→ What you are asked to do
Render the lines below as a numbered list, omitting blank lines and leaving out the pictures.

→ Material
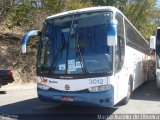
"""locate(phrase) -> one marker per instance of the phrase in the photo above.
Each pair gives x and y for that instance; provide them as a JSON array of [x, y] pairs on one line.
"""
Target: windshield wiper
[[80, 57], [55, 61]]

→ Task output
1. """locate(phrase) -> one marker per instance of the phrase in the photo above.
2. Each pair gives x and y for that instance; provide them as a JSON array of [x, y] pairs on one line.
3. """
4. Target: windshield wiper
5. [[80, 57], [55, 61]]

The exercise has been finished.